You are viewing a plain text version of this content. The canonical link for it is here.
Posted to dev@bookkeeper.apache.org by "Ivan Kelly (JIRA)" <ji...@apache.org> on 2013/02/13 16:49:16 UTC
[jira] [Closed] (BOOKKEEPER-503) The test case of
TestThrottlingDelivery#testServerSideThrottle failed sometimes
[ https://issues.apache.org/jira/browse/BOOKKEEPER-503?page=com.atlassian.jira.plugin.system.issuetabpanels:all-tabpanel ]
Ivan Kelly closed BOOKKEEPER-503.
---------------------------------
> The test case of TestThrottlingDelivery#testServerSideThrottle failed sometimes
> -------------------------------------------------------------------------------
>
> Key: BOOKKEEPER-503
> URL: https://issues.apache.org/jira/browse/BOOKKEEPER-503
> Project: Bookkeeper
> Issue Type: Bug
> Components: hedwig-server
> Reporter: Jiannan Wang
> Assignee: Jiannan Wang
> Fix For: 4.2.0
>
> Attachments: 0001-BOOKKEEPER-503-Test-case.patch, BOOKKEEPER-503.patch, BOOKKEEPER-503.patch, logs.tar
>
>
> Running follow script in hedwig-server project
> {code:java}
> while mvn test -Dtest=TestThrottlingDelivery; do echo .; done
> {code}
> We may get assertion failure:
> {code:java}
> testServerSideThrottle[0](org.apache.hedwig.server.delivery.TestThrottlingDelivery) Time elapsed: 14.922 sec <<< FAILURE!
> junit.framework.AssertionFailedError: Timed out waiting for messages 31
> at junit.framework.Assert.fail(Assert.java:47)
> at junit.framework.Assert.assertTrue(Assert.java:20)
> at org.apache.hedwig.server.delivery.TestThrottlingDelivery.throttleX(TestThrottlingDelivery.java:159)
> at org.apache.hedwig.server.delivery.TestThrottlingDelivery.testServerSideThrottle(TestThrottlingDelivery.java:206)
> at sun.reflect.NativeMethodAccessorImpl.invoke0(Native Method)
> at sun.reflect.NativeMethodAccessorImpl.invoke(NativeMethodAccessorImpl.java:57)
> at sun.reflect.DelegatingMethodAccessorImpl.invoke(DelegatingMethodAccessorImpl.java:43)
> at java.lang.reflect.Method.invoke(Method.java:601)
> at org.junit.runners.model.FrameworkMethod$1.runReflectiveCall(FrameworkMethod.java:44)

* * *

[PROBLEMS TO WORK ON]:
1) Write out the section of the bug report that starts at "Posted to dev@bookkeeper.apache.org" and ends at "Kelly closed BOOKKEEPER-503.", word for word.
2) Extend the report on the failing throttle test, picking up right after its last line.

[PROVIDED DATA]:

* * *

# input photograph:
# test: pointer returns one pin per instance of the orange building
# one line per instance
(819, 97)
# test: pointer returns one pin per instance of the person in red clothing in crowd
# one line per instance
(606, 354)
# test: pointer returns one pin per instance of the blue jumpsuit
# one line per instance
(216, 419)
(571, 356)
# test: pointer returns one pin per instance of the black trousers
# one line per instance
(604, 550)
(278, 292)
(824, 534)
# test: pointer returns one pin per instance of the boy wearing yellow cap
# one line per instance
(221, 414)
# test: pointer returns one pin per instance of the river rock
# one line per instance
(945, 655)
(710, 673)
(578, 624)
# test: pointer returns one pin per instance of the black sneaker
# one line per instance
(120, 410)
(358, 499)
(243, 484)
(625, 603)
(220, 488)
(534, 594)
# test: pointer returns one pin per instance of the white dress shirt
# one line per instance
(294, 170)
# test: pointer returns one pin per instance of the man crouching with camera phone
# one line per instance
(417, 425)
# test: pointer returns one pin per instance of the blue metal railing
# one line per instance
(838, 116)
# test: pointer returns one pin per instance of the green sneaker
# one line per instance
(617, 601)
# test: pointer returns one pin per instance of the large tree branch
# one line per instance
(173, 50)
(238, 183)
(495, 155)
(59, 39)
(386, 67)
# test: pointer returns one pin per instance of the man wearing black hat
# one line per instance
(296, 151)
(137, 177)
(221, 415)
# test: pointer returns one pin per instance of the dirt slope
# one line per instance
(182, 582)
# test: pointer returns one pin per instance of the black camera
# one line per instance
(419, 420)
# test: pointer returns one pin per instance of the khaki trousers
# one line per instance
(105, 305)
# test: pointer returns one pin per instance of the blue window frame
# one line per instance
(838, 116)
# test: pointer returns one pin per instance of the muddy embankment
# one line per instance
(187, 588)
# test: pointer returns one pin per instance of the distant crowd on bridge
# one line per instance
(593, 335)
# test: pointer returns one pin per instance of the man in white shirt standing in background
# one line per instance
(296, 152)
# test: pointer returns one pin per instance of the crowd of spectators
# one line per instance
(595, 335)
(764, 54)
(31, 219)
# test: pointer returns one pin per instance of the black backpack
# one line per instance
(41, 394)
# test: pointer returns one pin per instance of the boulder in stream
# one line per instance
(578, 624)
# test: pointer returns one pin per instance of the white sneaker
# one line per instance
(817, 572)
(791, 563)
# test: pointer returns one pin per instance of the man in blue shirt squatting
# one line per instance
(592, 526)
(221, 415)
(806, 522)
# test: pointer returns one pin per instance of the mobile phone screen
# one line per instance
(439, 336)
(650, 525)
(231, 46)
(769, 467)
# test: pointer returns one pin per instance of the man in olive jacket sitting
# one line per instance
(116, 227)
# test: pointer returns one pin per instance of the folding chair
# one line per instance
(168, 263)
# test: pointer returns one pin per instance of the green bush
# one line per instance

* * *

[ANSWERS TO THE EXERCISE]:
1)
Posted to dev@bookkeeper.apache.org by "Ivan Kelly (JIRA)" <ji...@apache.org> on 2013/02/13 16:49:16 UTC
[jira] [Closed] (BOOKKEEPER-503) The test case of
TestThrottlingDelivery#testServerSideThrottle failed sometimes
[ https://issues.apache.org/jira/browse/BOOKKEEPER-503?page=com.atlassian.jira.plugin.system.issuetabpanels:all-tabpanel ]
Ivan Kelly closed BOOKKEEPER-503.

2)
> at org.junit.internal.runners.model.ReflectiveCallable.run(ReflectiveCallable.java:15)
> at org.junit.runners.model.FrameworkMethod.invokeExplosively(FrameworkMethod.java:41)
> at org.junit.internal.runners.statements.InvokeMethod.evaluate(InvokeMethod.java:20)
> at org.junit.internal.runners.statements.FailOnTimeout$1.run(FailOnTimeout.java:28)
> {code}
> This is a race issue which may cause messages been throttled by mistake, the root cause is ActiveSubscriberState.messageConsumed() and ActiveSubscriberState.deliverNextMessage() may be executed in different threads by AbstractSubscriptionManager and FIFODeliveryManager.
> Read the log in attachement around Line 2420 if you want to get more information, here I replay the logs onto the code (Line XX denotes code listed below):
> # Messages 1-30 are to be delivered and the message window size in Hub server is 10.
> # Messages 1-10 are delivered to subscriber while message 11-30 is throttled by the window size limitation.
> # Subscriber calls consume 1-10 asynchronously.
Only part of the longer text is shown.